» WORK TASK
Begin with the line containing "Find the black boxing" and copy every line after it to the end of the entries, exactly, leaving out the lines before it.

» WORKING DATA

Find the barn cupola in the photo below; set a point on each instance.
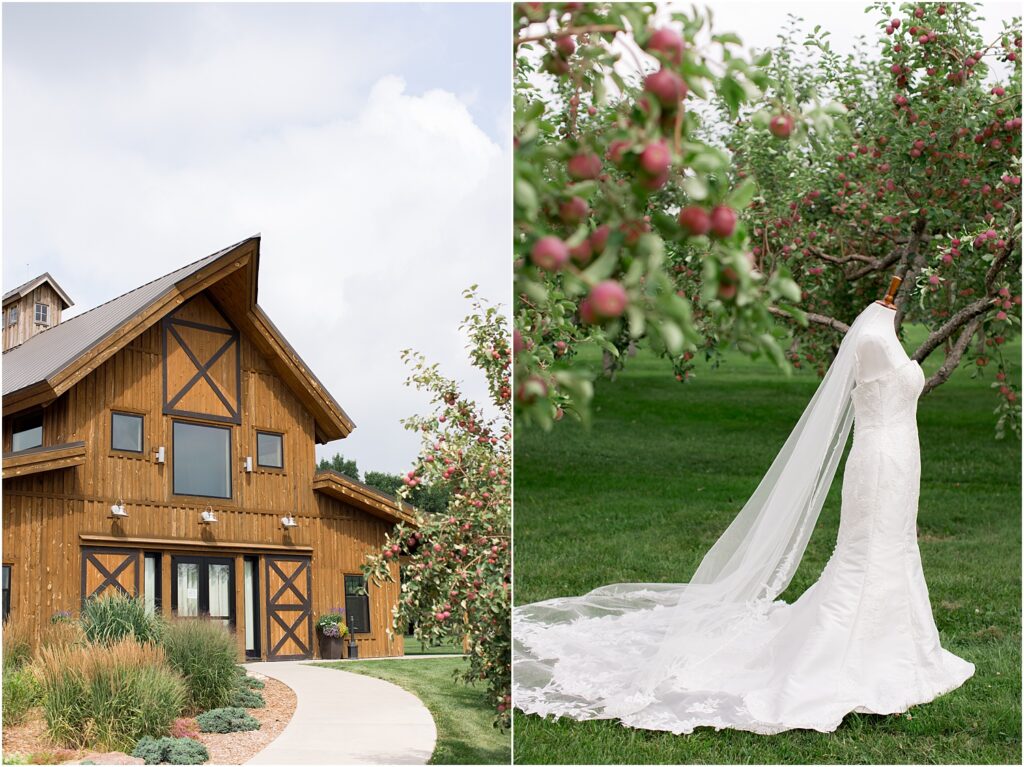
(31, 308)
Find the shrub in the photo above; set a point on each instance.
(332, 623)
(204, 653)
(252, 682)
(111, 619)
(109, 695)
(20, 692)
(184, 727)
(244, 697)
(18, 639)
(227, 720)
(171, 751)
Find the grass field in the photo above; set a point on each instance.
(643, 494)
(415, 647)
(463, 718)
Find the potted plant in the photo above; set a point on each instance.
(331, 630)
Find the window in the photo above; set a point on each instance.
(6, 591)
(203, 587)
(27, 432)
(126, 432)
(152, 583)
(357, 604)
(269, 450)
(202, 460)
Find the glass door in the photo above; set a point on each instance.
(250, 590)
(203, 587)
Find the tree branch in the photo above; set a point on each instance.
(878, 265)
(968, 314)
(599, 28)
(973, 310)
(910, 262)
(953, 357)
(817, 318)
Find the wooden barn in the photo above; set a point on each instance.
(162, 444)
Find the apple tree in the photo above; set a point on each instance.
(457, 562)
(924, 183)
(629, 226)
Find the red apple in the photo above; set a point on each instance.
(550, 253)
(586, 165)
(667, 42)
(723, 221)
(667, 87)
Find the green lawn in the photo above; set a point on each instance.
(463, 718)
(643, 494)
(415, 647)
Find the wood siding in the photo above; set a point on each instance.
(46, 514)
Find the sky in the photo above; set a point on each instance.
(370, 145)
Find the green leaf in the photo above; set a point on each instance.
(740, 197)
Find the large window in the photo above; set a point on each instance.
(202, 460)
(6, 591)
(126, 432)
(357, 604)
(27, 431)
(269, 450)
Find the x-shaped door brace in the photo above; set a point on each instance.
(111, 579)
(290, 630)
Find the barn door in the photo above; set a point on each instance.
(289, 607)
(107, 571)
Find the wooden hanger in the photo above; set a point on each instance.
(889, 301)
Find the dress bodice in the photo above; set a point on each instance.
(891, 399)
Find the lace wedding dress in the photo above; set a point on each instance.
(722, 650)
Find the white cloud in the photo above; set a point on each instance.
(377, 206)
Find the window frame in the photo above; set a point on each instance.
(20, 418)
(129, 414)
(365, 596)
(230, 455)
(269, 467)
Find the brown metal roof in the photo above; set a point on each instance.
(22, 290)
(46, 353)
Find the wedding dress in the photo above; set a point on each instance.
(722, 650)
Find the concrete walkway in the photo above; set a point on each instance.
(344, 718)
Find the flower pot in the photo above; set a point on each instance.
(330, 647)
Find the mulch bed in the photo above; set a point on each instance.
(239, 748)
(29, 738)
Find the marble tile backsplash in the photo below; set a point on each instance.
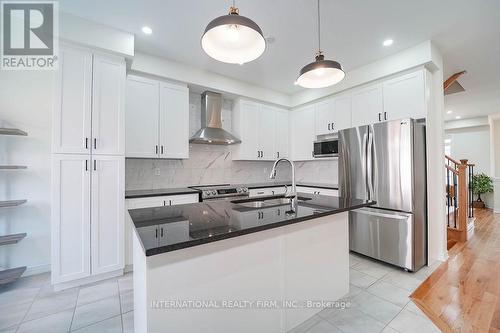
(211, 164)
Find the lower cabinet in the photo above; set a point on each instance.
(87, 215)
(148, 202)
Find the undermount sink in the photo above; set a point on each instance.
(259, 203)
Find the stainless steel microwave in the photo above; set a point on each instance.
(326, 148)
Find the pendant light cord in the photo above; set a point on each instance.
(319, 30)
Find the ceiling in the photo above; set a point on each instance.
(467, 32)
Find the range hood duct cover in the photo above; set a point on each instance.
(211, 131)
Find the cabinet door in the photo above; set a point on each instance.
(247, 125)
(404, 97)
(282, 134)
(325, 117)
(174, 121)
(266, 130)
(342, 113)
(71, 121)
(303, 133)
(70, 217)
(108, 200)
(367, 105)
(108, 105)
(141, 117)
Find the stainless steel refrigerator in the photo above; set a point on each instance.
(386, 162)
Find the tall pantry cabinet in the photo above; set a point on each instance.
(88, 167)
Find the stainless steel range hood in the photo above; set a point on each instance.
(211, 131)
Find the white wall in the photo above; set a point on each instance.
(26, 103)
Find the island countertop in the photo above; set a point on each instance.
(169, 228)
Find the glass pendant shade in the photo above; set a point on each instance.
(320, 73)
(233, 39)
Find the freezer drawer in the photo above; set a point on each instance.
(383, 235)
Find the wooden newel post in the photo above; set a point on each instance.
(463, 199)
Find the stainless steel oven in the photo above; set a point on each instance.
(326, 148)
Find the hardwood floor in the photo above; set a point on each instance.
(463, 294)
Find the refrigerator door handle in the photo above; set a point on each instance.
(370, 165)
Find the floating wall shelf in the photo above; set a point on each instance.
(12, 167)
(11, 239)
(11, 203)
(12, 131)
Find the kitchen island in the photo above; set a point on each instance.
(230, 266)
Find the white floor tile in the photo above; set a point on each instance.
(376, 307)
(403, 280)
(126, 283)
(128, 322)
(96, 292)
(57, 302)
(390, 293)
(111, 325)
(94, 312)
(375, 269)
(12, 314)
(409, 322)
(127, 301)
(323, 327)
(354, 321)
(55, 323)
(360, 280)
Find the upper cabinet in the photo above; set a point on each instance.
(404, 96)
(302, 133)
(89, 103)
(108, 105)
(333, 114)
(367, 105)
(157, 119)
(263, 131)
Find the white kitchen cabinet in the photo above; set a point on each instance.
(108, 105)
(367, 105)
(87, 215)
(318, 191)
(107, 213)
(141, 117)
(70, 217)
(404, 97)
(89, 104)
(71, 120)
(157, 119)
(302, 133)
(267, 132)
(342, 107)
(259, 126)
(174, 121)
(282, 134)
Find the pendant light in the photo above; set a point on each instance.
(320, 73)
(233, 38)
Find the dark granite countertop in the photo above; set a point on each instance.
(130, 194)
(170, 228)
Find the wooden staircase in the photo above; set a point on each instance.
(458, 199)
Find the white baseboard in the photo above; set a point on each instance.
(87, 280)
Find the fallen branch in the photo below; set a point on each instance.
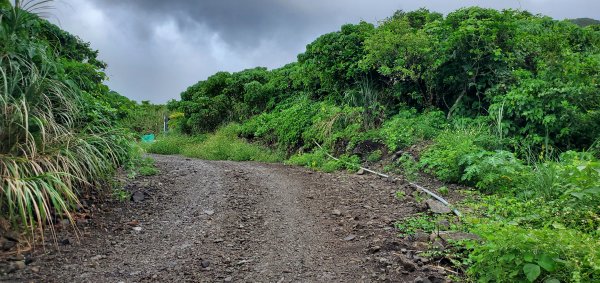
(438, 198)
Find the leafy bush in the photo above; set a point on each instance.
(374, 156)
(319, 160)
(444, 158)
(493, 171)
(224, 144)
(407, 128)
(514, 254)
(172, 143)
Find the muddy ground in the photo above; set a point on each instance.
(212, 221)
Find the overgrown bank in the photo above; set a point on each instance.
(62, 134)
(504, 101)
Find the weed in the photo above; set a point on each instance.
(443, 191)
(400, 195)
(374, 156)
(224, 144)
(121, 195)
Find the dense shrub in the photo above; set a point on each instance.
(444, 158)
(514, 254)
(408, 127)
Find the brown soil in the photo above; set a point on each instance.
(207, 221)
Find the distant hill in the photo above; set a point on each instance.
(584, 22)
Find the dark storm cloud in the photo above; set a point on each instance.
(156, 48)
(241, 24)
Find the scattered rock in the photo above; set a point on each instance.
(437, 207)
(420, 236)
(456, 236)
(407, 264)
(443, 224)
(138, 196)
(422, 280)
(11, 235)
(16, 258)
(350, 237)
(374, 249)
(97, 257)
(7, 244)
(16, 265)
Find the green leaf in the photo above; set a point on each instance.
(528, 257)
(547, 263)
(532, 271)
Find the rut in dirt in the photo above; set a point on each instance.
(211, 221)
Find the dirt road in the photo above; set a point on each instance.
(206, 221)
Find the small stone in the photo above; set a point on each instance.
(437, 207)
(17, 265)
(374, 249)
(65, 222)
(422, 280)
(138, 196)
(443, 224)
(97, 257)
(12, 235)
(350, 237)
(420, 237)
(7, 244)
(407, 264)
(16, 258)
(457, 236)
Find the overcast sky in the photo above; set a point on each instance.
(155, 49)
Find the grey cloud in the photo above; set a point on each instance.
(156, 48)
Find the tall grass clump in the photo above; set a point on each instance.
(47, 154)
(170, 144)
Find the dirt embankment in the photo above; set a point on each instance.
(204, 221)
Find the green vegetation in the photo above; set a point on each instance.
(58, 135)
(503, 101)
(224, 144)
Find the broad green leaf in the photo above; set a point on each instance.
(547, 263)
(532, 271)
(528, 257)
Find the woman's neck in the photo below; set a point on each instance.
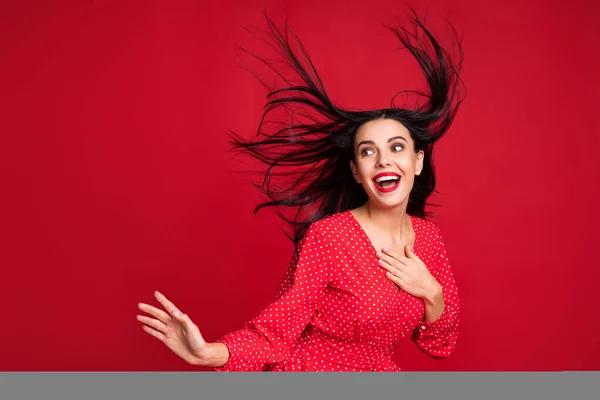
(393, 222)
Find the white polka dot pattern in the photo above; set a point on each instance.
(339, 312)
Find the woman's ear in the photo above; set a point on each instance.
(354, 171)
(419, 167)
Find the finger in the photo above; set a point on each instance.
(387, 266)
(394, 255)
(154, 332)
(398, 281)
(154, 323)
(170, 307)
(160, 314)
(393, 269)
(410, 254)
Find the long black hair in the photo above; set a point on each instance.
(307, 156)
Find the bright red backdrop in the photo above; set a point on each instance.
(116, 180)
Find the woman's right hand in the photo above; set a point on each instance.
(176, 330)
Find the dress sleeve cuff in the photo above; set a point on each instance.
(435, 329)
(236, 355)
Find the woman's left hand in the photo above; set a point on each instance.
(409, 273)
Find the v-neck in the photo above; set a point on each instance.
(368, 239)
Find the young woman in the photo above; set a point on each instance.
(369, 269)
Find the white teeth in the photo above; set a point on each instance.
(386, 178)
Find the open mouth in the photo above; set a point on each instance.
(387, 182)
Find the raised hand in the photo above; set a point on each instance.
(409, 273)
(176, 330)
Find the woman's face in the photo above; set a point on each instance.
(385, 162)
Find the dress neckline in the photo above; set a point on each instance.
(413, 221)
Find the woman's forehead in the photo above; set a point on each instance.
(380, 130)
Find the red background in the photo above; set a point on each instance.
(116, 180)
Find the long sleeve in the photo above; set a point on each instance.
(438, 338)
(266, 340)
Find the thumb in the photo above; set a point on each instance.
(181, 317)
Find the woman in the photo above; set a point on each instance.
(368, 269)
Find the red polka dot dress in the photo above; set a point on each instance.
(339, 312)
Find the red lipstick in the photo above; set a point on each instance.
(391, 177)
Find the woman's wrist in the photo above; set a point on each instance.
(434, 296)
(213, 355)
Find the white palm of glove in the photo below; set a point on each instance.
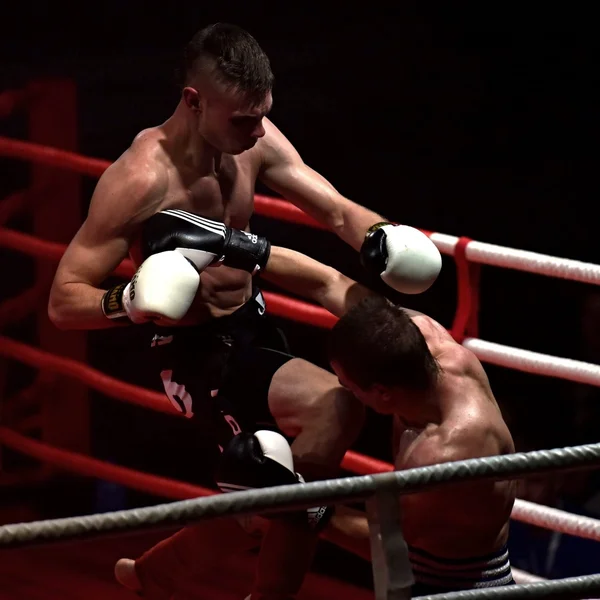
(162, 290)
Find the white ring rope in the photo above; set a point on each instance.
(293, 497)
(556, 520)
(534, 362)
(521, 260)
(524, 577)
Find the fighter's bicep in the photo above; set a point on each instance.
(89, 259)
(121, 201)
(283, 170)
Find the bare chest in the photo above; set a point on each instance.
(227, 196)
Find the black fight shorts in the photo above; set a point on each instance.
(219, 372)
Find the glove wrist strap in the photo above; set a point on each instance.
(113, 305)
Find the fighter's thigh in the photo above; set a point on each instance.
(309, 404)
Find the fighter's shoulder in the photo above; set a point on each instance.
(274, 145)
(439, 444)
(141, 171)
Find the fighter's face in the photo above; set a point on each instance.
(375, 396)
(229, 122)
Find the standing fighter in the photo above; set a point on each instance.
(205, 159)
(402, 363)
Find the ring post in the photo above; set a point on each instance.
(392, 573)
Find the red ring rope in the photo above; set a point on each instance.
(92, 467)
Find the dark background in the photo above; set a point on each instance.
(467, 121)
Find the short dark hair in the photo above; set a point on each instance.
(377, 342)
(233, 55)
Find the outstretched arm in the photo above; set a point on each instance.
(304, 276)
(284, 171)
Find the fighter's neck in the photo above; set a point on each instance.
(418, 410)
(188, 146)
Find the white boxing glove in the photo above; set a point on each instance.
(162, 290)
(404, 257)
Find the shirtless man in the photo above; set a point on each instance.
(402, 363)
(205, 158)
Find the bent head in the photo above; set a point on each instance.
(227, 83)
(381, 356)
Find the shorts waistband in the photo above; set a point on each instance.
(461, 573)
(254, 307)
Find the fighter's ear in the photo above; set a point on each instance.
(191, 97)
(382, 391)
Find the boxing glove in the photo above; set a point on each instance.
(404, 257)
(162, 290)
(264, 459)
(204, 241)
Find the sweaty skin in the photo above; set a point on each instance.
(455, 521)
(171, 166)
(174, 166)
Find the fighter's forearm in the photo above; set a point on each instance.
(78, 306)
(306, 277)
(354, 221)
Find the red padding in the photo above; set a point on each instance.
(92, 467)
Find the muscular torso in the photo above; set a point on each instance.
(227, 196)
(457, 520)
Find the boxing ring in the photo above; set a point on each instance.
(50, 152)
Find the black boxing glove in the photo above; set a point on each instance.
(204, 241)
(264, 459)
(403, 257)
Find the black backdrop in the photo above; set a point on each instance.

» RESPONSE TO THE EXERCISE
Find the black boxing glove in the photo above; set a point on each instance.
(204, 241)
(264, 459)
(403, 257)
Find the black backdrop in the photo above; set a point on each instance.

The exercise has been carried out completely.